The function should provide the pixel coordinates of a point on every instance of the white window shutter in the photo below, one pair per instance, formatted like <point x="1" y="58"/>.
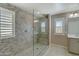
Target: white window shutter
<point x="7" y="23"/>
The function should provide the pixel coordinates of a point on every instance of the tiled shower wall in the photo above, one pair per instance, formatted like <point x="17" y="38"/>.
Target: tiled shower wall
<point x="23" y="30"/>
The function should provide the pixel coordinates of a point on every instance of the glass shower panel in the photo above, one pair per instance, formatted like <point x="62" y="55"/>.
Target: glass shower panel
<point x="40" y="34"/>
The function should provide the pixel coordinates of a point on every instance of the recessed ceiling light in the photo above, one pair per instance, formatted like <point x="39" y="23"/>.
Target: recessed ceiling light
<point x="38" y="12"/>
<point x="36" y="21"/>
<point x="76" y="14"/>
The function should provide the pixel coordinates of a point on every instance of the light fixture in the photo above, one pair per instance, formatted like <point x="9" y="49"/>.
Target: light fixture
<point x="38" y="12"/>
<point x="76" y="14"/>
<point x="36" y="21"/>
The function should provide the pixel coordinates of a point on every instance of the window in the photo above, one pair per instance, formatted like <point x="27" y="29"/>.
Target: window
<point x="7" y="23"/>
<point x="59" y="26"/>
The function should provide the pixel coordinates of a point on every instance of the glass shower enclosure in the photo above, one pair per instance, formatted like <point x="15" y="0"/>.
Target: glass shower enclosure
<point x="40" y="34"/>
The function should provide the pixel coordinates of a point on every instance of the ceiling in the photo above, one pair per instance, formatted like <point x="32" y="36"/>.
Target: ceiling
<point x="47" y="8"/>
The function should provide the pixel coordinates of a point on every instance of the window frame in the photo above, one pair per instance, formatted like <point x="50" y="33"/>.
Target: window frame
<point x="13" y="23"/>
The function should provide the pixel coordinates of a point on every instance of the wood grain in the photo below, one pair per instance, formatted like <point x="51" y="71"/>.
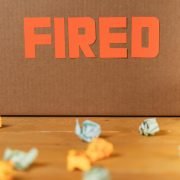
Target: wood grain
<point x="135" y="157"/>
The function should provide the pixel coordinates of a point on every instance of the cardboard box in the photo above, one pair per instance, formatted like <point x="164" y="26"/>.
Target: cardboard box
<point x="46" y="85"/>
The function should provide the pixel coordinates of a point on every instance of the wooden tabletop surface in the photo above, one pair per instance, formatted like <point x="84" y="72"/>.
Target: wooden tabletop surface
<point x="135" y="156"/>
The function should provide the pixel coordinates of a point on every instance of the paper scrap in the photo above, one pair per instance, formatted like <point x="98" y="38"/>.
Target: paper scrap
<point x="88" y="131"/>
<point x="97" y="173"/>
<point x="78" y="160"/>
<point x="99" y="149"/>
<point x="149" y="127"/>
<point x="6" y="171"/>
<point x="20" y="159"/>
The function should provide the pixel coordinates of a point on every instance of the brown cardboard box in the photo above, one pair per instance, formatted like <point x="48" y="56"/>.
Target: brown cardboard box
<point x="88" y="86"/>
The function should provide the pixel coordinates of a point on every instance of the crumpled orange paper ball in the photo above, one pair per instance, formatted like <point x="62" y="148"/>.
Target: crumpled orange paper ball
<point x="99" y="149"/>
<point x="6" y="170"/>
<point x="78" y="160"/>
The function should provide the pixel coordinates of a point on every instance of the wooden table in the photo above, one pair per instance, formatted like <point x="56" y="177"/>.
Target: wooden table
<point x="135" y="157"/>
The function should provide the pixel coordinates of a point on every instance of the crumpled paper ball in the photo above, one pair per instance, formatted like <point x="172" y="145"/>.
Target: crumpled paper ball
<point x="6" y="170"/>
<point x="149" y="127"/>
<point x="88" y="131"/>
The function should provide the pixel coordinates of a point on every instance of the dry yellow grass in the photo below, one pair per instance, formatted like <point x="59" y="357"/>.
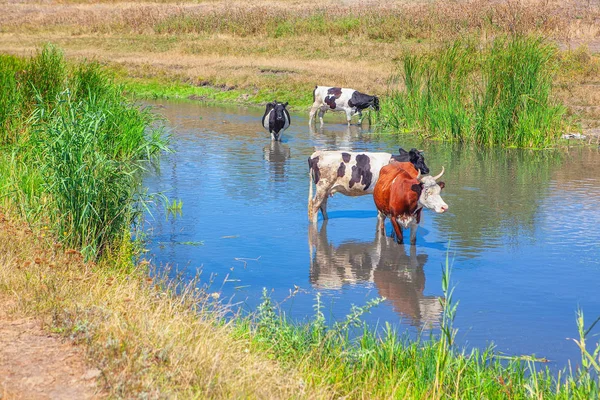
··········
■ WRITTEN INSTRUCTION: Pull out every line of the listing that contains the string "panel", matching case exactly.

■ WRITTEN RESPONSE:
The function should provide the pixel coordinates of a point on every instance of the glass shower panel in the photo above, one pair per instance, formatted like <point x="62" y="55"/>.
Target: glass shower panel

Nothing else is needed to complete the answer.